*EXERCISE AIM*: For this exercise, restate the data below with no change at all.

*RECORD EXTRACTS*:
--- START ---

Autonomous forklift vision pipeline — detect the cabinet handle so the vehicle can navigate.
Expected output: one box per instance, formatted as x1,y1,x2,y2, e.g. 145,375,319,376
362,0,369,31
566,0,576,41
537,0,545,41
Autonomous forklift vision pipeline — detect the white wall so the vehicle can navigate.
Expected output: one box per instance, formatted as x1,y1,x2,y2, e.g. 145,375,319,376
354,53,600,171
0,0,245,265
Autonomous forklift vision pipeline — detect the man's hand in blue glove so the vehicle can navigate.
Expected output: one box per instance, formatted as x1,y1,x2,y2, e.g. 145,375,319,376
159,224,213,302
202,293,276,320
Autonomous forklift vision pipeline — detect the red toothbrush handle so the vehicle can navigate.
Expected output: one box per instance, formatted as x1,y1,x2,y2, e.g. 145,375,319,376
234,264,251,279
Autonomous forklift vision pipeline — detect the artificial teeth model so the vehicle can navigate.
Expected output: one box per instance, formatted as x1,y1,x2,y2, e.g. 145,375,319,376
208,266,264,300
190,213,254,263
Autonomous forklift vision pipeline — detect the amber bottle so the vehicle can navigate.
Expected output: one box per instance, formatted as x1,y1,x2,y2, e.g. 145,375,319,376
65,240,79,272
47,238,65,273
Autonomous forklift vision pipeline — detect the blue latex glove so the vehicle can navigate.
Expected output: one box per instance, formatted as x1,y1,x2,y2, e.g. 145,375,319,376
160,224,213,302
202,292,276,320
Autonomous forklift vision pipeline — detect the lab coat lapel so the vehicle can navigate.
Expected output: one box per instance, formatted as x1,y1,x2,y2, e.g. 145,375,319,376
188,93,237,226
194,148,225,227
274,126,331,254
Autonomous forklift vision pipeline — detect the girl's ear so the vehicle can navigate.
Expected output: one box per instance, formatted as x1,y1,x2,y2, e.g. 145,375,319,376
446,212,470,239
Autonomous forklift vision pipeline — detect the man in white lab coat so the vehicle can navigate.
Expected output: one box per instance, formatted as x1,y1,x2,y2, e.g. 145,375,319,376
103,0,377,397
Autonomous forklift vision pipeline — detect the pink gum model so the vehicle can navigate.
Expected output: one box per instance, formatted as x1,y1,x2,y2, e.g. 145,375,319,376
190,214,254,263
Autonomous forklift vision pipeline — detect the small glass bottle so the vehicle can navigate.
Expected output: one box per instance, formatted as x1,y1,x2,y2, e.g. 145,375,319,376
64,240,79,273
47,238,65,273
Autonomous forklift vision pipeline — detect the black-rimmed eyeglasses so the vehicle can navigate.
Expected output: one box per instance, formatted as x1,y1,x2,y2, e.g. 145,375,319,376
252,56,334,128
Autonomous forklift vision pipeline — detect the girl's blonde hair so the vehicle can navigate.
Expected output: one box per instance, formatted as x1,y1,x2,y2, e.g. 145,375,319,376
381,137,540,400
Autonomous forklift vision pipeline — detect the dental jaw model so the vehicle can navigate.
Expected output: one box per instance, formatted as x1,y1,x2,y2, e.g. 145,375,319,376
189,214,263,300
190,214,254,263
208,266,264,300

--- END ---

*TASK RESPONSE*:
Autonomous forklift vision pipeline — detect the cabinet handle so the vehicle can navigate.
Expected output: one box per instance, formatted as x1,y1,x2,y2, e.g. 145,375,319,376
362,0,369,31
566,0,576,41
537,0,545,41
Autonomous forklift vision pipeline — detect the white wall so the vehicle can navigate.
Expected output: one box per instance, formatted as x1,y1,x2,y2, e.g. 145,375,319,376
354,53,600,171
0,0,245,265
Autonomous forklift vision pipeline — detect the man's hand in blue glove so the vehicle can navigate.
Expected output: one box per instance, formatted as x1,y1,x2,y2, e.g. 145,375,319,376
159,224,213,302
202,293,276,320
Autonomous forklift vision pipeline — detect the red toothbrush handle so the vehicle can navigate.
Expected output: one box per instance, formatted as x1,y1,x2,y2, e.g. 145,375,319,376
234,264,251,279
Autonomous forklift vision pipeline — detect the artificial teeth model so the vehicle can navigate.
Expected output: one box per instance, formatted as x1,y1,x2,y2, e.g. 145,375,319,376
208,266,264,300
190,213,254,263
Autonomous forklift vision pipeline — detect the amber bottle so the vehicle can navigate.
Expected output: one box per instance, formatted as x1,y1,x2,y2, e.g. 145,375,319,376
65,240,79,272
47,238,65,273
Autonomous forklift vision pipeline — detect the blue latex glove so the vehicle can navigate.
Expected output: one box per instance, formatted as x1,y1,x2,y2, e.g. 145,375,319,376
160,224,213,302
202,292,276,320
Autonomous forklift vision pipeline — detect the lab coat lapel so the vehicle can navigate.
Expected output: one box per instance, formatted as x1,y1,x2,y2, e.g. 145,375,319,376
188,93,237,226
194,148,225,227
274,126,331,254
Autonomous forklift vision pipeline — detect the girl's ear so the vehicle can navigate.
Expected output: one box per instance, formatted as x1,y1,x2,y2, e.g. 145,375,319,376
446,212,470,239
Autonomous forklift vision pipeline — detect the man in white lab coat so the vehicle can navigate.
Expected output: one box per instance, formatted as x1,y1,x2,y2, e.g. 145,375,319,376
103,0,377,397
Autonomous forklift vision pipeline — detect the pink gum model so the vehicle can navigate.
Expected output: one box per instance, formatted as x1,y1,x2,y2, e.g. 145,375,319,376
190,214,254,263
Autonomous forklift vision pipeline — detect the small glass bottle so the vehicle can navigate.
Expected output: one box per instance, formatted as x1,y1,x2,y2, e.g. 145,375,319,376
64,240,79,273
47,238,65,273
Autonomous forklift vision pipeline — detect the black-rimmed eyeglasses so the vehicle can navigate.
Expected output: one box per instance, formatted as x1,y1,x2,y2, e.g. 145,375,319,376
252,56,334,128
Autonomous forklift vision pipeline — detect the girl's blonde hair so the vehicle can navigate.
Expected output: one box per instance, formatted as x1,y1,x2,y2, e.g. 145,375,319,376
381,137,540,400
Autonomous forklift vision pipeline — detect the dental jaw model so the vehicle can navigate.
Expected output: one box per instance, formatted as x1,y1,x2,y2, e.g. 145,375,319,376
189,214,263,300
190,214,254,263
208,266,264,300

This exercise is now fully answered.